■ PROBLEM TO WORK ON: Every line from the one containing "[locate] bird's eye" to the one containing "[locate] dried reed" in the records below, both included, must be set down exactly, and no other line.

■ RECORDS FOR THE EXERCISE:
##########

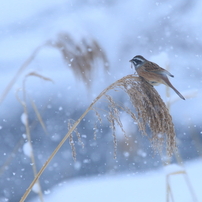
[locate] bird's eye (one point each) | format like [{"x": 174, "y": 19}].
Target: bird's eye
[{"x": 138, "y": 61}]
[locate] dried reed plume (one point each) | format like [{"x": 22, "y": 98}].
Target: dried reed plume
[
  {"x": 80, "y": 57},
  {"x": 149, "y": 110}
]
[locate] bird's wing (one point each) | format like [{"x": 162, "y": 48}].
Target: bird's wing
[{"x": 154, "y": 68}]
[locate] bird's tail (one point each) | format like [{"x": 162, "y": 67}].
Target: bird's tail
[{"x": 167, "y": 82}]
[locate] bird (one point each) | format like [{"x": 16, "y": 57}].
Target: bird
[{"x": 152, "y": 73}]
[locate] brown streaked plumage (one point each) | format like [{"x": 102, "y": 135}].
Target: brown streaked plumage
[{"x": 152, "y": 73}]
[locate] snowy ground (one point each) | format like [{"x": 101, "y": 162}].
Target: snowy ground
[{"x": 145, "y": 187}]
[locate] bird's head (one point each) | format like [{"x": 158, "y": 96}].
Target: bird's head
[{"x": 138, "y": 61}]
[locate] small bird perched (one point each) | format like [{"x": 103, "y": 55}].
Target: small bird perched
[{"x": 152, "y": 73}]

##########

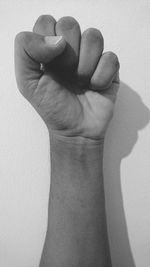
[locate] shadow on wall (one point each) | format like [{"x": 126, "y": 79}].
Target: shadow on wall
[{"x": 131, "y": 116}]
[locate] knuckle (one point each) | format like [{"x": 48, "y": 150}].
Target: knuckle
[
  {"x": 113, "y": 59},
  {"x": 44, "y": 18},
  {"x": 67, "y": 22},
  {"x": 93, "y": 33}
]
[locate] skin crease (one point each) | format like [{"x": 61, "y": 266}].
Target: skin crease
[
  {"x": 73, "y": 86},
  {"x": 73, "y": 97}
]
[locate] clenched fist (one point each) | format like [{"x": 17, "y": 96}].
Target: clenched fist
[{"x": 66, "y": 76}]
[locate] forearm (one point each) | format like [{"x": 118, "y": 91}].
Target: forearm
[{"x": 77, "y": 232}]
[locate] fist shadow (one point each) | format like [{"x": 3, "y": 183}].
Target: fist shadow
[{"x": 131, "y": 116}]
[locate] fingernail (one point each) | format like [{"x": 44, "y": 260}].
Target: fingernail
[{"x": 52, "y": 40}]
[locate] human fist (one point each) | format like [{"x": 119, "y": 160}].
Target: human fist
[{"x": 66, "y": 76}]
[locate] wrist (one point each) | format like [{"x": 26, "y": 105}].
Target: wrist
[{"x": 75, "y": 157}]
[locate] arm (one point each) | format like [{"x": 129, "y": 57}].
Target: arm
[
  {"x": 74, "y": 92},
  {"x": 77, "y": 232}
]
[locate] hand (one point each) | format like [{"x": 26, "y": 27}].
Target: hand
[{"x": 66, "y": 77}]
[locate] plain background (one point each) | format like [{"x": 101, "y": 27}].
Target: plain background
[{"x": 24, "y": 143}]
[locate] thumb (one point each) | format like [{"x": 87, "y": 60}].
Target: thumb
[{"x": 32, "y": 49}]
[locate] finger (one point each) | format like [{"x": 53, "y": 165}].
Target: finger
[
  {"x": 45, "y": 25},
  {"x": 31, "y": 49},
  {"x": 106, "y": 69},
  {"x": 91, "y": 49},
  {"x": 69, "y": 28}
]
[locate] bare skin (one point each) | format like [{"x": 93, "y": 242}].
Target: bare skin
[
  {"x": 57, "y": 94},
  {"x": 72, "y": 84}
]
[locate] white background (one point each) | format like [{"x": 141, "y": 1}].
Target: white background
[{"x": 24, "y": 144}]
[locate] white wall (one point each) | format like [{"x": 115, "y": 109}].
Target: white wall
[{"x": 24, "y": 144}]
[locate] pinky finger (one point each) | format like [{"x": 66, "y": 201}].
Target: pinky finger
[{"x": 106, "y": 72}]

##########

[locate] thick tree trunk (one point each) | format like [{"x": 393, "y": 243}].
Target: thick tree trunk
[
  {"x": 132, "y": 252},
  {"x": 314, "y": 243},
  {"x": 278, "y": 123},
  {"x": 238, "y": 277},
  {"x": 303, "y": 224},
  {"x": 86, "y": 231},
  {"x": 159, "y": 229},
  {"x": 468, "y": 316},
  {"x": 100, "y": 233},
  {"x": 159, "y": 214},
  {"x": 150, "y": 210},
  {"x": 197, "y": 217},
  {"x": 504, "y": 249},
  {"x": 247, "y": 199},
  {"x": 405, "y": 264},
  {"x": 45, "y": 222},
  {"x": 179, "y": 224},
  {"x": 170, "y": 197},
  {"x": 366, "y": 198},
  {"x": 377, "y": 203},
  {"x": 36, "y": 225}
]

##########

■ WRITTEN ANSWER:
[locate] bird's eye (one point each) | format like [{"x": 174, "y": 19}].
Target: bird's eye
[{"x": 138, "y": 61}]
[locate] dried reed plume (one point each) | format like [{"x": 22, "y": 98}].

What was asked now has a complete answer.